-- Opening Marker --

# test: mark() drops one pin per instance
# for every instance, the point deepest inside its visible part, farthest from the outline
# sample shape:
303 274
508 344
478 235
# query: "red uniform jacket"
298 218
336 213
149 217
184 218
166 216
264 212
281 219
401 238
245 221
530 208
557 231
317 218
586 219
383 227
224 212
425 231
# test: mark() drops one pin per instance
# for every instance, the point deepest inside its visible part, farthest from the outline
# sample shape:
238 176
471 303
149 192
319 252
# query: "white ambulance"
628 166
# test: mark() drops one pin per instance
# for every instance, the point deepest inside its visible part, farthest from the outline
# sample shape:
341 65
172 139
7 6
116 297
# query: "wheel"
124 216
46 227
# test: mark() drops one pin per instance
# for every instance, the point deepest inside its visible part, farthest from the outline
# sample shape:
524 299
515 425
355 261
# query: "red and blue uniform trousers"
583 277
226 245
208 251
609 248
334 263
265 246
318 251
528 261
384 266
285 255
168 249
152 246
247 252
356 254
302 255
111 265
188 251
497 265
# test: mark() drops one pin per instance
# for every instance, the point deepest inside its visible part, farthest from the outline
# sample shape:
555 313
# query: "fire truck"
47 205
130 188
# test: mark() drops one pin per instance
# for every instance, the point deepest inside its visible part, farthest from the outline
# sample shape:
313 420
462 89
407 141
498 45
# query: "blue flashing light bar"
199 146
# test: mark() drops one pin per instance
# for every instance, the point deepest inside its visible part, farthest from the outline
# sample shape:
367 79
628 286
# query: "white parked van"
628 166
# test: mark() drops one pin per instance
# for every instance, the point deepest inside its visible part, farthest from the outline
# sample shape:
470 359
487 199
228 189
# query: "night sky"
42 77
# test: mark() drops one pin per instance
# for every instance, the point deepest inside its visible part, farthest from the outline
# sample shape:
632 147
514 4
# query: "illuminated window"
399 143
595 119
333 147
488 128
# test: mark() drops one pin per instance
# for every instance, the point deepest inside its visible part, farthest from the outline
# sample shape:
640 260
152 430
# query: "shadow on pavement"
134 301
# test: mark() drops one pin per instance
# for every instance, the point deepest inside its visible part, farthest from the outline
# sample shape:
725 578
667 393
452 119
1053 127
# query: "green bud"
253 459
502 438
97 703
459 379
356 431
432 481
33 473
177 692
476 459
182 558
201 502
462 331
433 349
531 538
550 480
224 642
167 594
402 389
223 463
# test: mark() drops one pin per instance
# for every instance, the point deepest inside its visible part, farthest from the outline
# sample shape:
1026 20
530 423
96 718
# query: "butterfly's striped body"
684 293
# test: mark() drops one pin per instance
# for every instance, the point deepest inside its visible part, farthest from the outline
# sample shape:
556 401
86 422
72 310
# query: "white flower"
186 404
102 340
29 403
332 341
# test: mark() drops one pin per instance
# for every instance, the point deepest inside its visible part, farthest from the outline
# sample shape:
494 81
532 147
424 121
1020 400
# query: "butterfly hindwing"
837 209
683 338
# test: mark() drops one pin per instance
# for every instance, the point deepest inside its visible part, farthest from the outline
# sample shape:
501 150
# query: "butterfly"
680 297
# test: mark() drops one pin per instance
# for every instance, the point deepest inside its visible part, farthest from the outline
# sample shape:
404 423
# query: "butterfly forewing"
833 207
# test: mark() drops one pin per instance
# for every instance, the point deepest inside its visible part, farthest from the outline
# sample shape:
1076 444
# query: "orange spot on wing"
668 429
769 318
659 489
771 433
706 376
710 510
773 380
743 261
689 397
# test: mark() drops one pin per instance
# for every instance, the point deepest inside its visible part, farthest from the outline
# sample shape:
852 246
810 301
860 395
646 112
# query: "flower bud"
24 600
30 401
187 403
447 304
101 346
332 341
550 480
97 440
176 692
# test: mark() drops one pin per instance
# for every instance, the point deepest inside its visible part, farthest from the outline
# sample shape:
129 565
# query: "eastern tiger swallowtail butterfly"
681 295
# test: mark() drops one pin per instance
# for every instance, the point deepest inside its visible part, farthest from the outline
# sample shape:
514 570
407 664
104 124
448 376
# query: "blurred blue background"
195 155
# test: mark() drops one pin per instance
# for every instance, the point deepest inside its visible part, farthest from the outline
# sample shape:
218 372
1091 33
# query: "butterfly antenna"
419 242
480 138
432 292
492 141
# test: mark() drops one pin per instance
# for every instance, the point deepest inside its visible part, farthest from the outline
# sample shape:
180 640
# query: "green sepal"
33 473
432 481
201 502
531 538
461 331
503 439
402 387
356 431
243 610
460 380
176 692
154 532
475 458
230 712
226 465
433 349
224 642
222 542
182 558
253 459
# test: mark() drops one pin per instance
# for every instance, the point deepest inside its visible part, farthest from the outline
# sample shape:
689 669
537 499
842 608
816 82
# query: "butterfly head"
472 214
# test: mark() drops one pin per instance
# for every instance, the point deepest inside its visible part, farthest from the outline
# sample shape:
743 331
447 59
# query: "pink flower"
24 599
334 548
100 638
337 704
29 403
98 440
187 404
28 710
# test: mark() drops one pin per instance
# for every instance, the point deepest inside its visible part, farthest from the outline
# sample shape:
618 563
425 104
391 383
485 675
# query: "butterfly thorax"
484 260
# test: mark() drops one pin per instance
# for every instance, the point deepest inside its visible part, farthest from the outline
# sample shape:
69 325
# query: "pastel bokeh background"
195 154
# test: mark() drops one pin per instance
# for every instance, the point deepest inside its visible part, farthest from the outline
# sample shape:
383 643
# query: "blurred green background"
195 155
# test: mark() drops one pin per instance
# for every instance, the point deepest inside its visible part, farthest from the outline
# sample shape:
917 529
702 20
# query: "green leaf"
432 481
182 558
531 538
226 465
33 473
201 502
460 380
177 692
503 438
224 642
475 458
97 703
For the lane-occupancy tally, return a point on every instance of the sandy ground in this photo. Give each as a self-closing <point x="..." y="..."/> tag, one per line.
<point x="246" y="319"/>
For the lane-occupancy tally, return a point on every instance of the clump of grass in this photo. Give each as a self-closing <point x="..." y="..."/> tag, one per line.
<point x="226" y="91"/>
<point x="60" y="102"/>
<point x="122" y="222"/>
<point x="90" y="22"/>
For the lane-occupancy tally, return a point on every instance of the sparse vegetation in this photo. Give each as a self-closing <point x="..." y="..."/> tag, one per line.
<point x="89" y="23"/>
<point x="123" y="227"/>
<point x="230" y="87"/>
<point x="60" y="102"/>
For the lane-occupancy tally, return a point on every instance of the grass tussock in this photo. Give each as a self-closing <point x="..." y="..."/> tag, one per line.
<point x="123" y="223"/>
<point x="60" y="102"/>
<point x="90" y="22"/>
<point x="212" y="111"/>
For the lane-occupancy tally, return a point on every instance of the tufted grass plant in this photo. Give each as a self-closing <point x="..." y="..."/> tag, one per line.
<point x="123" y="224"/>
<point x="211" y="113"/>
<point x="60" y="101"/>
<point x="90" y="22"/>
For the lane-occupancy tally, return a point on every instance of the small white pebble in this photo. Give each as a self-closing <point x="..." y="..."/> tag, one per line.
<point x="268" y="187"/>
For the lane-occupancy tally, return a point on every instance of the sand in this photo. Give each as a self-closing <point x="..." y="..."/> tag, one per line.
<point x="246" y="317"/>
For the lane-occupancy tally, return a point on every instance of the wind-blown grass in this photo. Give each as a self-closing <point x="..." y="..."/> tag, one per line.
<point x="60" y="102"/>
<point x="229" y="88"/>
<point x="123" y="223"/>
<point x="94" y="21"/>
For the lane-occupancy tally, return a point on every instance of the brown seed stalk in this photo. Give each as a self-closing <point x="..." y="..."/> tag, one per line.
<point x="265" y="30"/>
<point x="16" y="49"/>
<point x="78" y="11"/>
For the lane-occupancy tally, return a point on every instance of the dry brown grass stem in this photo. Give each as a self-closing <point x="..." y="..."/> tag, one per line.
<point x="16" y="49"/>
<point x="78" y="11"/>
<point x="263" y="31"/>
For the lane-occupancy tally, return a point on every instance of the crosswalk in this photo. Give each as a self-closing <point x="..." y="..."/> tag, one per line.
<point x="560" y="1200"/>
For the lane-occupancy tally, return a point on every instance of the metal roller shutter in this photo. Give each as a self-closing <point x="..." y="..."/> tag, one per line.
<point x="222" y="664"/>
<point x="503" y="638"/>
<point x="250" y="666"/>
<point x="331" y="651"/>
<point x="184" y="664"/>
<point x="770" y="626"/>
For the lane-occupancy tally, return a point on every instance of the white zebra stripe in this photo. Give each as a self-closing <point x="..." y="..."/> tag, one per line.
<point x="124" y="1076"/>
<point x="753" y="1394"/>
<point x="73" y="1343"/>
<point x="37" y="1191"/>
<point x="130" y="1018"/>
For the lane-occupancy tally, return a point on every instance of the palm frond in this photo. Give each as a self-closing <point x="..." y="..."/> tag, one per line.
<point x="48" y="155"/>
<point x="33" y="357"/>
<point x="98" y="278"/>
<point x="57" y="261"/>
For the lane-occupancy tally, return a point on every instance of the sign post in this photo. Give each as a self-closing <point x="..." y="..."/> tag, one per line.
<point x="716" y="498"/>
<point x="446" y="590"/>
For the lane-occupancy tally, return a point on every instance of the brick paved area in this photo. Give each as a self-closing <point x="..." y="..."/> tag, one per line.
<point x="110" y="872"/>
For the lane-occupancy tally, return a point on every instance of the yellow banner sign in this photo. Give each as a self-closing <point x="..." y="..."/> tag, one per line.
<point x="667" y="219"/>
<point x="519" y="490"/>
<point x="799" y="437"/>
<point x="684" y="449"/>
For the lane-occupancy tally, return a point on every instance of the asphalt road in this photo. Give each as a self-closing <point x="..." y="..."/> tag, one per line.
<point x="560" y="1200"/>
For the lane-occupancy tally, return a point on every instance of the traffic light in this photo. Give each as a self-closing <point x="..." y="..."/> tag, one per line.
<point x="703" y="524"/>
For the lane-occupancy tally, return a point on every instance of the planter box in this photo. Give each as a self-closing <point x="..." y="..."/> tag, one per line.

-- Closing Marker --

- What you need to do
What are the lines from the one with "of the traffic" through the last line of the records above? Quote them exactly and add nothing.

- Finished exercise
For the lane-occupancy tally, return a point on every instance of the traffic light in this photo. Give each as a self-closing <point x="..." y="..."/> tag, one per line.
<point x="703" y="524"/>
For the lane-occupancy tally, return a point on every instance of the planter box in this photo. Give each as a self-closing <point x="..." y="..."/> tag, one per line.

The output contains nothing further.